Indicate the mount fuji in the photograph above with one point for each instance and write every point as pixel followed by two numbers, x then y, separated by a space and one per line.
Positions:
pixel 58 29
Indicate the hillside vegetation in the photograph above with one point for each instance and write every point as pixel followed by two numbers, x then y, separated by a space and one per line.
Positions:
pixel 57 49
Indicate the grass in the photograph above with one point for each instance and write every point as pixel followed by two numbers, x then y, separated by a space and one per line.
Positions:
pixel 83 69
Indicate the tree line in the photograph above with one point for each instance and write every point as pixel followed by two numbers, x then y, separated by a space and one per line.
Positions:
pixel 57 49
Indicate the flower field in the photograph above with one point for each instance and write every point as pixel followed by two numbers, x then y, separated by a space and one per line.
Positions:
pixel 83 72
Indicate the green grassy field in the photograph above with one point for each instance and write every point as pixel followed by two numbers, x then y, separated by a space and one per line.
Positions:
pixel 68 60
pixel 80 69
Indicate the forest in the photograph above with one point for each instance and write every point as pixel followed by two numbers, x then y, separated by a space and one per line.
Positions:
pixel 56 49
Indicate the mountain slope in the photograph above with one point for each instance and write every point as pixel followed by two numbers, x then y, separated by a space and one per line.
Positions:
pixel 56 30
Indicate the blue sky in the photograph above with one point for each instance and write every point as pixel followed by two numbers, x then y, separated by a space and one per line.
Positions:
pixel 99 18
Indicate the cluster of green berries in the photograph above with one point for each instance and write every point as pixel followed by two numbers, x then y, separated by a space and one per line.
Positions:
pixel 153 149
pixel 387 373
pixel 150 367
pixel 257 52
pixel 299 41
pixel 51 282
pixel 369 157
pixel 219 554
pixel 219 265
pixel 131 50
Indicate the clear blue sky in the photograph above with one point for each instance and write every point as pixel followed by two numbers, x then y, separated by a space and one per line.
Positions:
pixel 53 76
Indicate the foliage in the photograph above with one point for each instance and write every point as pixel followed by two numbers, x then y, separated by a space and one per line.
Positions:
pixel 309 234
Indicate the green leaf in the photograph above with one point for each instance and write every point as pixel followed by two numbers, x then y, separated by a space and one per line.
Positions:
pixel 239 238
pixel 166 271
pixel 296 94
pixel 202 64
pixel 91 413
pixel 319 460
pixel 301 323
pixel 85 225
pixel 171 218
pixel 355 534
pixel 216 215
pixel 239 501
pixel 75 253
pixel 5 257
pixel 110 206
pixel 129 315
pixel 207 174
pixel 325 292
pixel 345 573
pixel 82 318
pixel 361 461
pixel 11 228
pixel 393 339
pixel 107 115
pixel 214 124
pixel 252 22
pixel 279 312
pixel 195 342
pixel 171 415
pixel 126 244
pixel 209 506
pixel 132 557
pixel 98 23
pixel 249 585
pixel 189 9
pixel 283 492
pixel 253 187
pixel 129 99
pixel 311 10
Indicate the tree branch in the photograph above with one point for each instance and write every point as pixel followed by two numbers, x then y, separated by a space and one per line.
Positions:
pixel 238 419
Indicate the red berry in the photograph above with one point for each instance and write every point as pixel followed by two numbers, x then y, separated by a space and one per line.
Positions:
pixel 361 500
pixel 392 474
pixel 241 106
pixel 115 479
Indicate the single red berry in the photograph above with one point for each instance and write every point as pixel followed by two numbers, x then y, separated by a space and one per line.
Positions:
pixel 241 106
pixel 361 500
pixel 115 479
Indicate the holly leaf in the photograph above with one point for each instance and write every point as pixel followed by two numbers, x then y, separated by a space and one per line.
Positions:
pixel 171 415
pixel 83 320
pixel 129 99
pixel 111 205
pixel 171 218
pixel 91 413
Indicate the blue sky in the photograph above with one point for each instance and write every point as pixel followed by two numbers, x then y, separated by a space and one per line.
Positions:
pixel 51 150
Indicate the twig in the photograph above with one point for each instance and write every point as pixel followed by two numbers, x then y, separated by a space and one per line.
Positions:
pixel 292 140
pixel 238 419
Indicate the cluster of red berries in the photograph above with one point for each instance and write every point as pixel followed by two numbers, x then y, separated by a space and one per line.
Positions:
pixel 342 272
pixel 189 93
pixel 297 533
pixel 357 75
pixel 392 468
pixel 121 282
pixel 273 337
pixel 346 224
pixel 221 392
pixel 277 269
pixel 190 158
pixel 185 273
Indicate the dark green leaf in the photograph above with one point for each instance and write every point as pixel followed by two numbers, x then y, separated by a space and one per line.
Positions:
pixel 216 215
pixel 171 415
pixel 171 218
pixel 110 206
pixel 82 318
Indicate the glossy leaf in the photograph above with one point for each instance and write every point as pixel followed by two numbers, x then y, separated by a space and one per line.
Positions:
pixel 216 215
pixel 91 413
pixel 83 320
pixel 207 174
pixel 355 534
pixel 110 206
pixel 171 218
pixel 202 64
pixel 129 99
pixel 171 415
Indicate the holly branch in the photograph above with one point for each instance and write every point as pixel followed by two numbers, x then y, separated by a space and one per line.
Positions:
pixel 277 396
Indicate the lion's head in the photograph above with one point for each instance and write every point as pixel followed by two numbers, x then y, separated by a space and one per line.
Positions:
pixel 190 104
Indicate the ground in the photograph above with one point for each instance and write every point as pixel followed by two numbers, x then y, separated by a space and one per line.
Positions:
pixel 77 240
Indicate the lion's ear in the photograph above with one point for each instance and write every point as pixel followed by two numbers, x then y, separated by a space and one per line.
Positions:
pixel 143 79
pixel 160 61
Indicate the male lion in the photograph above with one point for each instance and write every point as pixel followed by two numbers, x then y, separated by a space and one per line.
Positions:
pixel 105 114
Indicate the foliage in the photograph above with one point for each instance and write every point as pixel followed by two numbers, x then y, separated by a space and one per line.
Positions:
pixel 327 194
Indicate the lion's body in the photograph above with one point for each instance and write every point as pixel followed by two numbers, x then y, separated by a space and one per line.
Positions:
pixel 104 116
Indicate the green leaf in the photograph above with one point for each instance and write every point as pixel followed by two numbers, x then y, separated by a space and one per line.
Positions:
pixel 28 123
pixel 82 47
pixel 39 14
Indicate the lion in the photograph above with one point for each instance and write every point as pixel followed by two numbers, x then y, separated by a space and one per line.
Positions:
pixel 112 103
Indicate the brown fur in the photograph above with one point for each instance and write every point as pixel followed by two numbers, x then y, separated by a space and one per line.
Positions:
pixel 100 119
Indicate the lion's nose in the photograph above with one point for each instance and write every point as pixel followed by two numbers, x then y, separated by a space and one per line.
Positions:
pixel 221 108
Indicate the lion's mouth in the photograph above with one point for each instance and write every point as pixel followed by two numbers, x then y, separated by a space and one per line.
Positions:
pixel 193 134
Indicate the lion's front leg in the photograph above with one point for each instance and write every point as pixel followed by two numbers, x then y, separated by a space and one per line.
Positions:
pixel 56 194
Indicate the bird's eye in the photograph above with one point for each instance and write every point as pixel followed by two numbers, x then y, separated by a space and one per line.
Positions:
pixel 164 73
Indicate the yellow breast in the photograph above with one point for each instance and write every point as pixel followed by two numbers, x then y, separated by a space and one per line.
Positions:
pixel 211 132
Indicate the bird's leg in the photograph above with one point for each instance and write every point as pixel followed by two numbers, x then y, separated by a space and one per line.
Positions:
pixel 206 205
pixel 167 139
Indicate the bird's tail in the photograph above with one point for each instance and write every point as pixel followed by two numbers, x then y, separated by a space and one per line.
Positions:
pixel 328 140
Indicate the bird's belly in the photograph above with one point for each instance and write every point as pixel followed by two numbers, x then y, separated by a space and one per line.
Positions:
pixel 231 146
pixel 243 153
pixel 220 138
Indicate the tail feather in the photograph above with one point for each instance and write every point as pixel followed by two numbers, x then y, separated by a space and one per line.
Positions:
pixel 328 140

| Stated task |
Return the listing's lines exactly as they appear, beginning at the line that contains "Indicate the tail" and ending with the last line of the listing.

| Written response |
Indicate the tail feather in the photograph above with one point for each instance and write every point as pixel followed by two numbers, x then y, separated by a space and one per line.
Positions:
pixel 328 140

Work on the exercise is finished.